» **Metin Bölümü**:
Bir insantekini düşünün. Mutlak
günahsız, mutlak hatasız, mutlak masum olarak doğuyor değil mi? Yani yaşayacağı
dünyaya tertemiz geliyor. Toplumun en küçük nüvesi olan ailenin üyesi oluyor,
dünya hakkında bilgi sahibi olan ve toplumla tanışıklık kesbetmiş bir yapının
yani. Ama büyüdükçe toplum diye devasa bir canavarla birebir tanışıyor.
Tedricen kirlenme başlıyor. Zira içinde bulunduğu toplumun yaşam serüvenine
iştirak ediyor ve her adımda doğal gözlem yapıyor, etkileme ve etkilenme
sürecine dâhil oluyor. Süreç içerisinde adeta bir canavara dönüşüyor. Şimdi
böylesi bir durumu münhasıran insantekine izafe edebiliriz. Evet, insanteki
kendisini koruyabilir belki ama bu hiçte kolay bir şey değildir. Çünkü insan
bir can sahibidir ve her adımın da toplumun kuşatması altındadır, handiyse tüm
hayatını belirleyen ögeler; toplumdan neşet eden olgulardır, normalardır,
formlardır ve bitevi kendini bunlara göre ayarlamak zorundasındır. Duyguları,
düşünceleri mündemiçtir insanteki varoluşu mucibince yani her boyutuyla etki
altında kalmaya daha fazla açık olandır ve üzerinde ki etkiyi kuvvetli
hissedendir. Keza ziyadesiyle acizdir, zayıftır, muhtaçtır topluma nazaran. Binaenaleyh,
bir taraftan içinde bulunduğu toplumu etkilerken, diğer taraftan içinde bulunduğu
toplum tarafından etkilenmektedir. Yani o bir toplum yaratımında etkin bir
konumda iken, toplumda onu yaratmaktadır bir yerde. Tabi burada devasa
yapısıyla toplum daha öne çıkmaktadır. Çünkü tüm mekanizmalar üzerinde egemen
olan toplumun kendisidir ama insanteki bir çarkın tek dişlisi kadar bile
belirleyici değildir. Yani etkisi olabildiğince zayıf kalırken, etkilenmesi
oransal anlamda daha kuvvetlidir. Peki,
böylesi bir durumda, bizler, toplum, insantekinin hizmetinde olmalıdır mı
diyeceğiz yoksa insanteki, kendisine bünyesinde yer açan, onu tedricen yaratan
ve yaşamasına olanak sağlayan topluma kurban mı olmalıdır diyeceğiz? Elbette
toplum ve onu tümel anlamda ifade eden yani en üst düzeyde hegomanik bir güç
olarak karşımıza çıkan devlet dediğimiz şey insantekinin hizmetine amade
olmalıdır, bilakis insanteki devlete kurban edilmemelidir. Burada şöyle bir
detayda spontane tezahür etmektedir; bir insan, devlete, ki bir nevi çendan
güvenliğini temin eden mekanizmaya kurban edilmiyorsa, başka hiçbir yapıya
hiçbir koşulda ve şartta zaten kurban edilemez, edilmemelidir ama edilmekte
istenmektedir. Ki, insanteki, zaten iktiza eden zamanda, koşulda ve şartta
vatana kurban olmaktadır ve üstelikte bu kurban olma durumu gönüllülük esasına
dayanmaktadır, bir de onu metazori kurban etmenin anlamı yoktur ve bu ahlaki ve
adilde değildir, insani de.

» **Derlenen Veriler**:

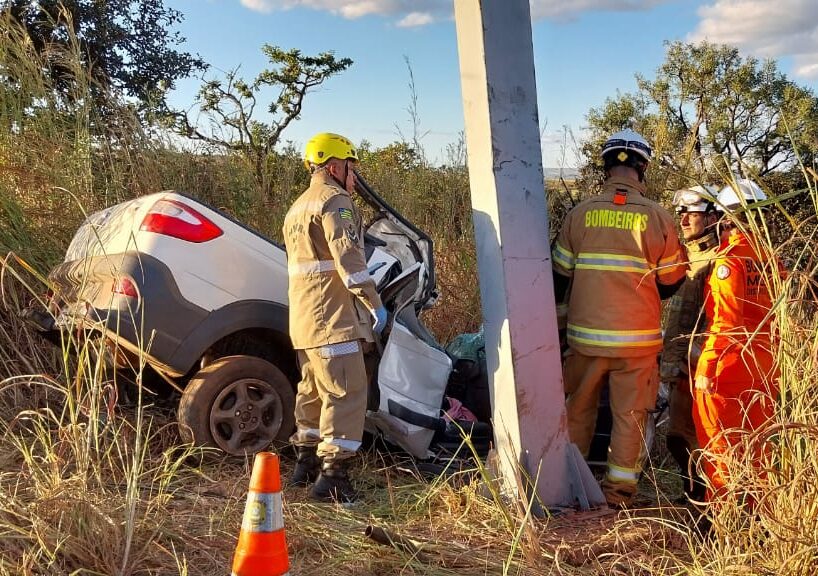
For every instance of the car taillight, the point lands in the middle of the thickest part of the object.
(125, 287)
(173, 218)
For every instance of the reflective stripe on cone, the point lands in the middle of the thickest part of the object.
(262, 547)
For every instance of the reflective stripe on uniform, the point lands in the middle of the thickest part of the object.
(357, 278)
(614, 262)
(343, 443)
(620, 474)
(595, 337)
(307, 434)
(341, 349)
(301, 207)
(563, 257)
(313, 267)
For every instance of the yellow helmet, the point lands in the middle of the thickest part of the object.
(326, 145)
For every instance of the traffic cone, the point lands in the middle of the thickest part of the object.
(262, 549)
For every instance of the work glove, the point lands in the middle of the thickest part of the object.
(379, 314)
(705, 384)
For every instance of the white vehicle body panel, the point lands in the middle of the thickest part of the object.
(238, 265)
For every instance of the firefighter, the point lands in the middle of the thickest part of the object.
(333, 303)
(736, 376)
(620, 255)
(685, 323)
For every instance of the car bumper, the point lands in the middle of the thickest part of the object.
(152, 324)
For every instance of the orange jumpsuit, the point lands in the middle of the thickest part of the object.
(737, 355)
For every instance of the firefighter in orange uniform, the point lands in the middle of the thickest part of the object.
(617, 256)
(684, 330)
(736, 376)
(333, 303)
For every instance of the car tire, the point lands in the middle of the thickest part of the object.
(239, 404)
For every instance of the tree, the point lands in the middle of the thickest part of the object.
(231, 104)
(709, 111)
(128, 46)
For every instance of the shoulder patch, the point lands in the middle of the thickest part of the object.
(722, 272)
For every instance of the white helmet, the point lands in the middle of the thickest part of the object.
(627, 140)
(740, 193)
(695, 199)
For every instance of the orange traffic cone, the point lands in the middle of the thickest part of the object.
(262, 549)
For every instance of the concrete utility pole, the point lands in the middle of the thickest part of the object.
(513, 253)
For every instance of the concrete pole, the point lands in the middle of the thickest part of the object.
(513, 253)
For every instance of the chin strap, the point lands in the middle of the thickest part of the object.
(702, 243)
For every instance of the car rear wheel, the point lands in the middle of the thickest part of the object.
(239, 404)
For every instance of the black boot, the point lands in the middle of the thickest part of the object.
(307, 467)
(333, 484)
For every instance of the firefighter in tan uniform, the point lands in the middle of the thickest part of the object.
(619, 255)
(697, 219)
(333, 303)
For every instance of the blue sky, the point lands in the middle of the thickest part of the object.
(585, 51)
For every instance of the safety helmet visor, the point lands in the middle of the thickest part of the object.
(635, 143)
(691, 201)
(326, 145)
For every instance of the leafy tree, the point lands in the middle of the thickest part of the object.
(128, 46)
(232, 105)
(710, 111)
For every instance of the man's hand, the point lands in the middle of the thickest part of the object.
(380, 319)
(704, 384)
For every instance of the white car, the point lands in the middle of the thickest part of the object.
(203, 300)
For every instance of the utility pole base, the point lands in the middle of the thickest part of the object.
(584, 487)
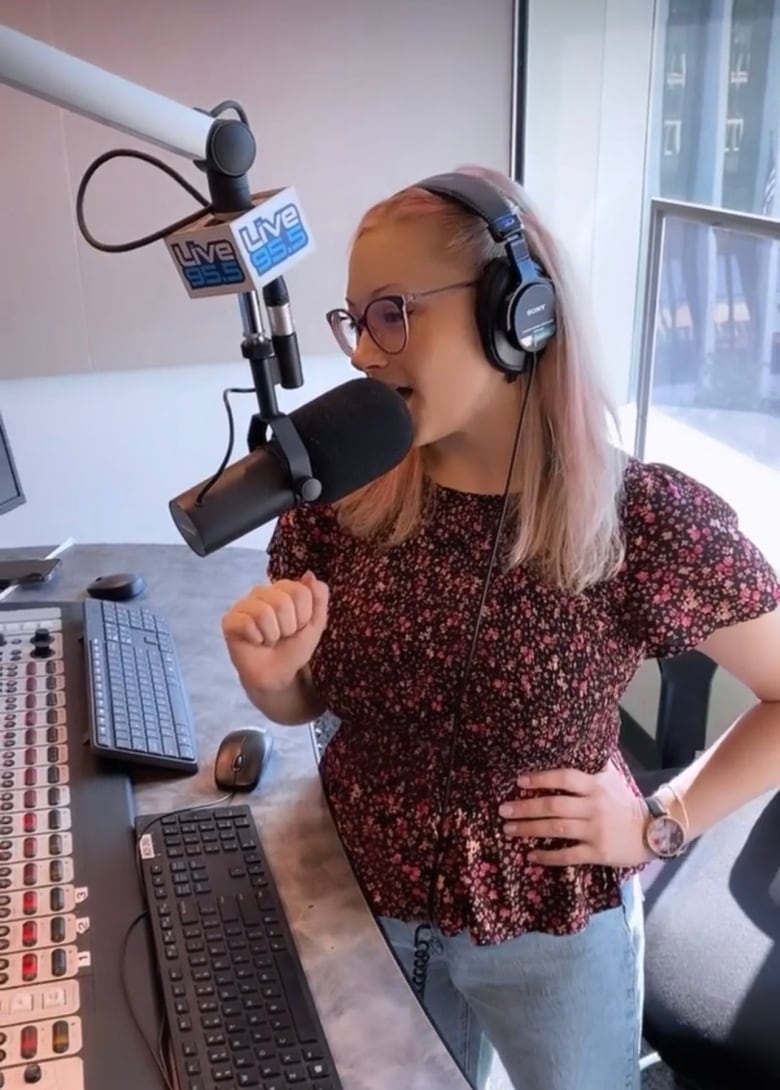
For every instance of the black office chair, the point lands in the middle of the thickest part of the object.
(713, 919)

» **Görev 1**: Birey ve toplum üzerine olan metne göre insanteki vatana kurban olurken bu durum hangi esasa dayanmaktadır?
» **Görev 2**: Birey ve toplum üzerine olan metinden "Bir insantekini düşünün." sözleriyle başlayıp "canavarla birebir tanışıyor." sözleriyle biten kısmı harfi harfine aktarın.
Listeye değil, yalnızca metne başvurun.

» **Yanıt 1**: Gönüllülük esasına dayanmaktadır.

» **Yanıt 2**:
Bir insantekini düşünün. Mutlak
günahsız, mutlak hatasız, mutlak masum olarak doğuyor değil mi? Yani yaşayacağı
dünyaya tertemiz geliyor. Toplumun en küçük nüvesi olan ailenin üyesi oluyor,
dünya hakkında bilgi sahibi olan ve toplumla tanışıklık kesbetmiş bir yapının
yani. Ama büyüdükçe toplum diye devasa bir canavarla birebir tanışıyor.